### PROBLEM DESCRIPTION
Lines from the beginning of the data below through the one containing "negative clicks: (24, 216)" are to be printed exactly as they appear.

### RECORDS TO USE
----------------------------------------
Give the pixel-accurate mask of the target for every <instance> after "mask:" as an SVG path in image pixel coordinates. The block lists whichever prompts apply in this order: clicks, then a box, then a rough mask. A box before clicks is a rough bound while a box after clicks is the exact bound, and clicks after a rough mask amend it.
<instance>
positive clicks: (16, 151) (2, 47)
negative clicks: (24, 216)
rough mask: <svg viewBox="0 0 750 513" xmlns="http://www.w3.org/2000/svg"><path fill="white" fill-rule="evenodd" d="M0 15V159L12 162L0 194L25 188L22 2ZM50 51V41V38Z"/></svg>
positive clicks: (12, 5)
----------------------------------------
### RESPONSE TO THE EXERCISE
Give the pixel-accurate mask of the target for every <instance> after "mask:" as an SVG path in image pixel coordinates. The block lists whichever prompts apply in this order: clicks, then a box, then a rough mask. A box before clicks is a rough bound while a box after clicks is the exact bound, and clicks after a rough mask amend it.
<instance>
positive clicks: (16, 151) (2, 47)
negative clicks: (24, 216)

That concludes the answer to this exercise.